### TEXT PASSAGE:
The Payments Association has underlined the potential of fintech when it comes to supporting consumers through a period of economic crisis. 

At the centre of the recommendations, the Payments Association detailed the need for the development of a rulebook regarding how government payments operate. It also outlined that reconnecting house associations with local financial support services may well be crucial for navigating a challenging economic climate. 

It comes as the group described payments and innovation as being a potential catalyst for change within the space – as the UK places combating poverty at the forefront of policy making. 

The UK economy has navigated one shock after another in recent years. With the advent and aftermath of the COVID-19 pandemic, economic hardships are becoming more pronounced for many households, particularly those at the lower end of the income scale. 

With inflation at 7.8% in April (Office for National Statistics (ONS)), and real wages continuing to fall, it has resulted in the cost of goods and services outpacing wage growth for many of the population, particularly those on lower incomes.

Pooja Bhachu, Director, Public Policy, UK&I, Mastercard – Project Lead for Project Inclusion at The Payments Association, said: “Payments innovations can help people strengthen their financial capabilities, make them more resilient to financial shocks, and improve their long term financial security. But industry and policymakers must work together to harness this innovation. They can do that by improving access to digital financial services, creating new services that are inclusive by design, and improving the regulatory environment for fintechs who are tackling social issues.”

(Source records)
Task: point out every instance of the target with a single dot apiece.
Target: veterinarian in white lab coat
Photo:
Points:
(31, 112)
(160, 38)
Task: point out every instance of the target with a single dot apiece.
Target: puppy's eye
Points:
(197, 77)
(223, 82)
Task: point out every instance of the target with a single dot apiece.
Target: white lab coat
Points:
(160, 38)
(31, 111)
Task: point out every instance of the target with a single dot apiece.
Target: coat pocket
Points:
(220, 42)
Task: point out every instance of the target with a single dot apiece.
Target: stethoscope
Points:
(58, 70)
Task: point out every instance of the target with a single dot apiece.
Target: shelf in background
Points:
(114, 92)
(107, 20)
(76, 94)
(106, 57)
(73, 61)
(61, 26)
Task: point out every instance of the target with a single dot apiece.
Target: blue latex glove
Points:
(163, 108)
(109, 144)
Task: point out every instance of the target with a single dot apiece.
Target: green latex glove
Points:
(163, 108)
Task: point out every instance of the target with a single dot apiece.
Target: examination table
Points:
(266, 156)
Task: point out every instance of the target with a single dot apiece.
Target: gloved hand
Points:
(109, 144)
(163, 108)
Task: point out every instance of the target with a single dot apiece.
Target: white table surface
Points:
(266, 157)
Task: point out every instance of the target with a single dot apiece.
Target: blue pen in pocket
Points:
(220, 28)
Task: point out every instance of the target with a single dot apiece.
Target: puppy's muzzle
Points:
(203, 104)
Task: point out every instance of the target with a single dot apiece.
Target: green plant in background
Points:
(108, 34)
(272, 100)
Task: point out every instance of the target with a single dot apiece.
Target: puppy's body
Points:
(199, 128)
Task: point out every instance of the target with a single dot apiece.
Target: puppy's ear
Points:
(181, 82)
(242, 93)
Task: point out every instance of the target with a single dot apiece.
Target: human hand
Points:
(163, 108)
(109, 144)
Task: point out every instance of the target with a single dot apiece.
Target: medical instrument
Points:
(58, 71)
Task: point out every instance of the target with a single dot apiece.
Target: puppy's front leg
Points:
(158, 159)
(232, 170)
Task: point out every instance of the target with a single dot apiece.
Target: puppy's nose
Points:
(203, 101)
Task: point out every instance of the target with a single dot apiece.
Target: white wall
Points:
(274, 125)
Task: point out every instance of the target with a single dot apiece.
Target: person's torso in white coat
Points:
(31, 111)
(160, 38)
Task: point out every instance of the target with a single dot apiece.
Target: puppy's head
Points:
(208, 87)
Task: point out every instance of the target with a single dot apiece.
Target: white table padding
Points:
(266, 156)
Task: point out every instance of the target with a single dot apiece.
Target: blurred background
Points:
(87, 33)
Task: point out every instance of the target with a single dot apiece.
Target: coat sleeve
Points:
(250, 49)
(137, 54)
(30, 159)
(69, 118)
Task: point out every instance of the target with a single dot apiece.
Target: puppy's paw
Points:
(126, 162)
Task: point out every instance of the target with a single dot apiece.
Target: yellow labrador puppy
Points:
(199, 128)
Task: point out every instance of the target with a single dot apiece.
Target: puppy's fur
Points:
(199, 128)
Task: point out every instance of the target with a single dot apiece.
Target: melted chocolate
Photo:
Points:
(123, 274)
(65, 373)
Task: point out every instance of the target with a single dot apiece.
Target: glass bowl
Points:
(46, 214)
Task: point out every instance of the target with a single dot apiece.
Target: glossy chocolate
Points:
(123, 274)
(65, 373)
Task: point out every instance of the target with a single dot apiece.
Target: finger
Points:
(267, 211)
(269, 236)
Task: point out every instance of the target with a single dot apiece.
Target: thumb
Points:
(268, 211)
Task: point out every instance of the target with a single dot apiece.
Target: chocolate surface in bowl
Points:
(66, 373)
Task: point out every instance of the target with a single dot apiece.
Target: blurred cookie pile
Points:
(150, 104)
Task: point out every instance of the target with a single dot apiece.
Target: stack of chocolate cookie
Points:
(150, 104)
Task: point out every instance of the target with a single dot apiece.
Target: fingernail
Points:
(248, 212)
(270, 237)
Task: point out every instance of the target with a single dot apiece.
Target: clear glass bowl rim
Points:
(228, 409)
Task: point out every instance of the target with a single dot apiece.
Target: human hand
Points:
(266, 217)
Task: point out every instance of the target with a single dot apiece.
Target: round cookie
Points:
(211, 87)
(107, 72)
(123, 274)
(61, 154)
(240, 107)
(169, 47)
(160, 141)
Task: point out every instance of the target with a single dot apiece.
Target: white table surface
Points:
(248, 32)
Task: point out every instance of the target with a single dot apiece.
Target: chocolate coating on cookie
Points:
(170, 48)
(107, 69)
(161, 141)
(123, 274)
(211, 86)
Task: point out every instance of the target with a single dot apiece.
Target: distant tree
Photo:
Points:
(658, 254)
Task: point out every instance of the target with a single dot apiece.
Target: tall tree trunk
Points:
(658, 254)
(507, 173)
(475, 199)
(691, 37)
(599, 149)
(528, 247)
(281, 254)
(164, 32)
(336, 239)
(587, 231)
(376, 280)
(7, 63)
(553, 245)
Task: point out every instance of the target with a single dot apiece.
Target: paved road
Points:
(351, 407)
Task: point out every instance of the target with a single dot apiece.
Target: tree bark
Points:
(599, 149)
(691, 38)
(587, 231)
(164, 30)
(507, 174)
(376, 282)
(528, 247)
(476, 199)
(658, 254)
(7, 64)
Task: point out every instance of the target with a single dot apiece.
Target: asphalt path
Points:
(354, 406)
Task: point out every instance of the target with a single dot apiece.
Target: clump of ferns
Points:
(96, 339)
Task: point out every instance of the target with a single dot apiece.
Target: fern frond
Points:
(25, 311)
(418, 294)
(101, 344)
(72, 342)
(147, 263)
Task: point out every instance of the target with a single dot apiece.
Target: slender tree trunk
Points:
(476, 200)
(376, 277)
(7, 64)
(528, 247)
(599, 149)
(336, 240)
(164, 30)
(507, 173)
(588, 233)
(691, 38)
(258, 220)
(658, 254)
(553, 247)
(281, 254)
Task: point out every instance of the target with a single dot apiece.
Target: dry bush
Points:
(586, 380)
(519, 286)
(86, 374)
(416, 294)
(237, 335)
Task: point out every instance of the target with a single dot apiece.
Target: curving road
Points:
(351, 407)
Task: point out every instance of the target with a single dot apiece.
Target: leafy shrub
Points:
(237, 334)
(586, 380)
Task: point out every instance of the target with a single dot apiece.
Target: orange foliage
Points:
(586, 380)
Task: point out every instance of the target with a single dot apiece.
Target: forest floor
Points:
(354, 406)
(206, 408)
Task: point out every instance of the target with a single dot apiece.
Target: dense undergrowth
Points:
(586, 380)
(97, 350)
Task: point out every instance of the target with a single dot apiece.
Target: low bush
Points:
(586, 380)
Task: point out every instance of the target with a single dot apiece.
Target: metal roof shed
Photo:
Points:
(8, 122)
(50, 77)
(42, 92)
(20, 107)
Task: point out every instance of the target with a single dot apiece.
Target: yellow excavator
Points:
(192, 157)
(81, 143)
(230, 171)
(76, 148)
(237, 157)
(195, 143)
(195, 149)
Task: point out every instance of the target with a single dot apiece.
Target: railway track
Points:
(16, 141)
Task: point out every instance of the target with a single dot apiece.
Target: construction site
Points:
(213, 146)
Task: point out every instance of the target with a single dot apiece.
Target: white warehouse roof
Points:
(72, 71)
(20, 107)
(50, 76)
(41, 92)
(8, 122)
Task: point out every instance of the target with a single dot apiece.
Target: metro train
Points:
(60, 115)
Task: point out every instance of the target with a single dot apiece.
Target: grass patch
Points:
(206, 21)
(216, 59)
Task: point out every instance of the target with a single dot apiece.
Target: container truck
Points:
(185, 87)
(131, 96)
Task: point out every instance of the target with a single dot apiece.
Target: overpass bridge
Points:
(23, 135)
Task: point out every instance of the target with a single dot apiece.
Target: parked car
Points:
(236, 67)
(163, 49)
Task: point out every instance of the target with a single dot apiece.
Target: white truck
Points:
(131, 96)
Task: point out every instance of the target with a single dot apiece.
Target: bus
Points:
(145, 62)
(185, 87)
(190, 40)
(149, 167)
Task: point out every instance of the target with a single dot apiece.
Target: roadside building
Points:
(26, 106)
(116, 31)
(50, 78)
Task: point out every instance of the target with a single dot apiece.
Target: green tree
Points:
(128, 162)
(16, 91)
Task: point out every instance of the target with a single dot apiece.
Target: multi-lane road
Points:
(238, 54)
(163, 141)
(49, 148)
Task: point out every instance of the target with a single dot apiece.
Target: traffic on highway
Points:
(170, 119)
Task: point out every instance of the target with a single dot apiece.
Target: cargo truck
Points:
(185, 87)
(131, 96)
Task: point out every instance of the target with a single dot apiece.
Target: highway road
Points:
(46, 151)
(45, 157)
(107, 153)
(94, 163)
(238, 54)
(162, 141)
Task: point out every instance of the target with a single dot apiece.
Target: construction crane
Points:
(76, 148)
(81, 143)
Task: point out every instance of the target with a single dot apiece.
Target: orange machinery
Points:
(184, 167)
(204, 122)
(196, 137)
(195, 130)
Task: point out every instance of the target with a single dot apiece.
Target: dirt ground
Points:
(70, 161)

### CHECK YOUR UNDERSTANDING:
a) Shorten the paragraph of the fintech passage that begins "With inflation at 7.8% in April," keeping its main facts.
b) According to the fintech passage, who is the project lead for Project Inclusion at The Payments Association?
c) Write the next part of the passage on the Payments Association and fintech, starting after its final paragraph.

### SET OF ANSWERS:
a) Inflation stood at 7.8% in April, according to the ONS, and real wages kept falling. As a result, prices for goods and services rose faster than wages for much of the population, especially people on lower incomes.

b) Pooja Bhachu, Director, Public Policy, UK&I, Mastercard.

c)
The report provides a deeper exploration of the cost-of-living crisis, an in-depth look at the poverty premium and examines how fintech innovation, if harnessed correctly, can help mitigate the impacts of the current economic hardship, support the government’s welfare reform, and build a more inclusive and resilient financial system in the UK.

Neil Harris, Chair, The Inclusion Foundation – Chair, The Payments Association Advisory Board, added: “Industry and policymakers must work together to open up and improve access to digital financial services and take active steps to involve those people most affected by financial exclusion and the ongoing cost-of-living crisis. With this report, we hope to not only move the discussion forward but catalyse much needed action.”

Tony Craddock, Director General of The Payments Association, commented: “We are very excited to share the results of this report. Every one of us has experienced or knows someone who has been impacted by the economic hardships that are at an all-time high. It is vitally important that our industry leads the way to create change to build a brighter, better future.”